**EXERCISE DIRECTIONS:** When you reach the records, transcribe all of them exactly.

[Opening INFORMATION GIVEN section]

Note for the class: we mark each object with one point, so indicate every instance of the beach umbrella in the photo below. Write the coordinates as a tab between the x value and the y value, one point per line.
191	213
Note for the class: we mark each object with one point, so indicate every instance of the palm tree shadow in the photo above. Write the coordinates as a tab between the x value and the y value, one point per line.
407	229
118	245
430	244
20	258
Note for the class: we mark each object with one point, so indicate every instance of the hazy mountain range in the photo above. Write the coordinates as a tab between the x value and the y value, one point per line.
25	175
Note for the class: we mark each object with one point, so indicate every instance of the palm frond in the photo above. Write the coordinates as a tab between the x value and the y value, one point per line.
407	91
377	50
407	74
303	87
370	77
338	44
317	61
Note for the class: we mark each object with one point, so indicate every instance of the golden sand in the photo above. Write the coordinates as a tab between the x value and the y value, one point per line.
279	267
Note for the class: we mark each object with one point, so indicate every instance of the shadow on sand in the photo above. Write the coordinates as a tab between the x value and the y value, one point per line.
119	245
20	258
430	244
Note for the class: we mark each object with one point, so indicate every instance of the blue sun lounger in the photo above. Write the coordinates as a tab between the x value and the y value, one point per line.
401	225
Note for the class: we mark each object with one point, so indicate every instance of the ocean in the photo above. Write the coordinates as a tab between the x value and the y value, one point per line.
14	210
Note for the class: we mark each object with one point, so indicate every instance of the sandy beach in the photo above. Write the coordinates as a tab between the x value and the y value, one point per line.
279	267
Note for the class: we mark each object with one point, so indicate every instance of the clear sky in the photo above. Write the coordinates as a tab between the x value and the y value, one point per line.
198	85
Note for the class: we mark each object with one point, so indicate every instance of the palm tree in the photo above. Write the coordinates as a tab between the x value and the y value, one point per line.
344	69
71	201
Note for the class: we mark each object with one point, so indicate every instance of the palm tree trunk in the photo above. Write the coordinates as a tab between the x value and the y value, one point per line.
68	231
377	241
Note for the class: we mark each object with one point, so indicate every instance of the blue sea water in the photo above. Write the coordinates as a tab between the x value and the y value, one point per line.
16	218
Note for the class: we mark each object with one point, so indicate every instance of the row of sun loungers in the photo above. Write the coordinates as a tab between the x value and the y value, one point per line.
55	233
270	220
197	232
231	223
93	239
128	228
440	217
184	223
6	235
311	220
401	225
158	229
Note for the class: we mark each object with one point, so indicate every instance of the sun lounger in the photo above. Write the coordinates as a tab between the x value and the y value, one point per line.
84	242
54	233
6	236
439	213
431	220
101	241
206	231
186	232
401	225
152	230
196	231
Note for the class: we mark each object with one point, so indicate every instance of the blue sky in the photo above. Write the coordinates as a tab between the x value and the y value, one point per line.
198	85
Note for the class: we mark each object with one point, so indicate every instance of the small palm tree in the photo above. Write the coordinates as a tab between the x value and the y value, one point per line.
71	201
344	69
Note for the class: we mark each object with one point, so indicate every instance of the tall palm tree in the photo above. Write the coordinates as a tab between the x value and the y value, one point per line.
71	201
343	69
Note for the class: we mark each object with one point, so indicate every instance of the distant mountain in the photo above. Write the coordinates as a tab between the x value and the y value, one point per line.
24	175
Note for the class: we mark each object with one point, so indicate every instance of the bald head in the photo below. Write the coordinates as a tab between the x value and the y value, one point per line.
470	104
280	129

[Closing INFORMATION GIVEN section]

**EXERCISE RESPONSE:**
Note for the class: we mark each object with one point, so indicate every instance of the beach umbrella in the photo below. Write the coordinates as a tab between the x value and the y value, one point per line.
191	213
Note for the class: we mark each object with one point, so indicate every instance of the palm tree shadow in the photo above. Write the coordinates as a tab between the x value and the y value, one point per line.
407	229
118	245
430	244
20	258
Note for the class: we mark each object with one point, so indicate every instance of the hazy mountain range in the photo above. Write the coordinates as a tab between the x value and the y value, one point per line.
25	175
Note for the class: we mark each object with one point, so indicate every instance of the palm frond in the photo above. Write the coordinates as a tab between the x value and the y value, one point per line.
407	91
377	50
407	74
303	87
370	77
338	44
317	61
Note for the class: we mark each object with one point, so indicate every instance of the golden sand in the photo above. Write the coordinates as a tab between the x value and the y value, one point per line.
279	267
Note for the class: we mark each object with one point, so indicate every instance of the shadow on sand in the photo above. Write the coordinates as a tab between the x value and the y value, one point per line.
119	245
20	258
430	244
Note for the class: we mark each object with one point, so indicate every instance of the blue sun lounger in the photo above. Write the coordinates as a tab between the x value and the y value, one point per line.
401	225
Note for the class: we mark each object with one point, so indicate every instance of the ocean in the photo above. Write the coordinates as a tab between the x value and the y value, one point per line.
14	210
Note for the class: we mark each object with one point, so indicate every instance of the sandy beach in the photo above. Write the coordinates as a tab between the x value and the y value, one point per line.
279	267
Note for the class: we mark each object with one point, so indicate every instance of the clear sky in the photo above. Write the coordinates as a tab between the x value and the y value, one point per line.
198	85
Note for the class: we mark each object with one point, so indicate every instance of the palm tree in the photo above. Write the coordinates as a tab between the x value and the y value, one point per line.
344	69
71	201
Note for the class: we mark each object with one point, so indicate every instance of the palm tree trunk in the photo above. Write the coordinates as a tab between the x value and the y value, one point per line.
68	231
377	241
Note for the class: we mark each object with one point, so indicate every instance of the blue sea water in the photo above. Write the coordinates as a tab between the x value and the y value, one point per line.
16	218
Note for the class: we mark each object with one point, so indicate every instance of the row of sun loungers in the photo above. Write the coordinates as a tab between the x value and the y value, one point per line.
55	233
270	220
197	232
231	223
93	239
128	228
440	217
184	223
6	235
311	220
401	225
158	229
Note for the class: we mark each object with one point, so indicate every instance of the sun lounger in the photo above. Write the coordinates as a tab between the x value and the y value, one point per line.
84	242
54	233
6	236
439	213
431	220
101	241
206	231
186	232
401	225
152	230
196	231
Note for the class: we mark each object with one point, so indicate every instance of the blue sky in the photo above. Write the coordinates as a tab between the x value and the y value, one point per line.
198	85
Note for the class: we mark each object with one point, so indicate every instance of the small palm tree in the photo above. Write the coordinates as a tab between the x value and the y value, one point per line.
71	201
344	69
Note for the class: we mark each object with one point, so indicate every instance of the tall palm tree in the photo above. Write the coordinates as a tab between the x value and the y value, one point per line.
71	201
343	69
Note for the class: we mark each object with one point, so indicate every instance of the distant mountain in the photo above. Write the coordinates as a tab between the x value and the y value, one point per line.
24	175
Note for the class: we mark each object with one point, so indicate every instance of the bald head in the photo below. Write the coordinates as a tab between the x value and the y value, one point per line.
470	104
280	129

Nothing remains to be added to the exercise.